### [Verilen görev]
Nicolas Hayek'in basın toplantısındaki sözlerini anlatan metne kaldığı yerden devam edin.

### [Metin bölümü]
****

1990’larda, Swatch Group’un taşkın, gürültülü kurucusu Nicolas Hayek ile birlikte Orta Avrupa’da bir iş kongresi düzenliyorduk. Hayek o esnada muhtemelen yetmiş yaşlarının ortasındaydı, İsviçre saat sektörünü tek başına kurtarmıştı ve şimdiye kadar servetini dörtle çarpmıştı. Bunların hiçbiri onu sakinleştirmeye yetmemişti.
Etkinliğin tanıtımını yapmak için basın toplantısı düzenlediğimiz sırada genç bir muhabir Hayek’e ne zaman emekli olmayı düşündüğünü sordu. Hayek ona sanki adam annesine hayat kadını demiş gibi baktı. Sonra boğuk sesi ve huysuz tarzıyla şunu bildirdi:
“GİRİŞİMCİLER SANATÇIDIR VE SANATÇILAR ASLA EMEKLİ OLMAZLAR”
Tam o anda, iki temel gerçek kafama dank etti.
Bir, hayatımın geri kalanında bu kelimeleri söyleyen ilk insan olmuş olmayı dileyeceğimi biliyordum.

****

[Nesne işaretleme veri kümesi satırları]
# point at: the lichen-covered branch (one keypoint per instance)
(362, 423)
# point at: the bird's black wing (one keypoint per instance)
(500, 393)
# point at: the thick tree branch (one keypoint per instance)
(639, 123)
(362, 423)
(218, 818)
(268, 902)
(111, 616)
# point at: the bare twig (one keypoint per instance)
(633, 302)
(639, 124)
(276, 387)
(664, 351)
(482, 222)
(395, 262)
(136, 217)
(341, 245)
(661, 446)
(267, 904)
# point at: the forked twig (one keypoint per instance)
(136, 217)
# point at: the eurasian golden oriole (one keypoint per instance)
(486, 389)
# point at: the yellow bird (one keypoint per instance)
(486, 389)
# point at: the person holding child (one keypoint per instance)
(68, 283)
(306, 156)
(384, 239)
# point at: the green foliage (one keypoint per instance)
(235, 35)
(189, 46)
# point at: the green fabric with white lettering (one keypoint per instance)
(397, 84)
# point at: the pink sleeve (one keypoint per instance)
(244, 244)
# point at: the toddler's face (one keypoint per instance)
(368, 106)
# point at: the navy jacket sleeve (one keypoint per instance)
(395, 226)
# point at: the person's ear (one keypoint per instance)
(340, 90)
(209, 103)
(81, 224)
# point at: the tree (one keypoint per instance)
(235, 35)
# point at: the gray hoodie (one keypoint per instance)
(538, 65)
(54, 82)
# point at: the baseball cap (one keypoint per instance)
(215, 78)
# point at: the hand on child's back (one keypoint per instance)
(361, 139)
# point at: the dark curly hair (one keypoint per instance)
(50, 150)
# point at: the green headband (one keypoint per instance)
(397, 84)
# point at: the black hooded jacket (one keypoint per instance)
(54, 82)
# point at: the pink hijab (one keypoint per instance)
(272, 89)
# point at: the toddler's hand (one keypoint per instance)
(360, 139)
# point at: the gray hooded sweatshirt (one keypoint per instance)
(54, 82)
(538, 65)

****

### [Yanıt]
Ve iki, şimdi sıkıntımın tanımlayabileceğim bir ismi vardı. (Bu arada Hayek asla emekli olmadı. 2010’da Swatch genel merkezinde harıl harıl çalışırken beklenmedik bir şekilde kalp yetmezliğinden öldü). Ben bir keresinde, kırk yaşımdayken ve ilk orta yaş krizime girdiğimde emekli olmaya çalışmıştım. Sadece softball oynarım, araba yarışlarına katılırım ve hindistan cevizlerini kadeh olarak kullanırım diye düşünmüştüm. Bu, dokuz ay sürdü. Durgunluk ve hareketsizlik beni deli etti, o yüzden çalışma hayatına geri döndüm. İşe neden geri dönmem gerektiğini hiç anlamamıştım. Ama Hayek bildirisini yaptığı anda, anladım.
Randy Gage – “Çılgın Dahi”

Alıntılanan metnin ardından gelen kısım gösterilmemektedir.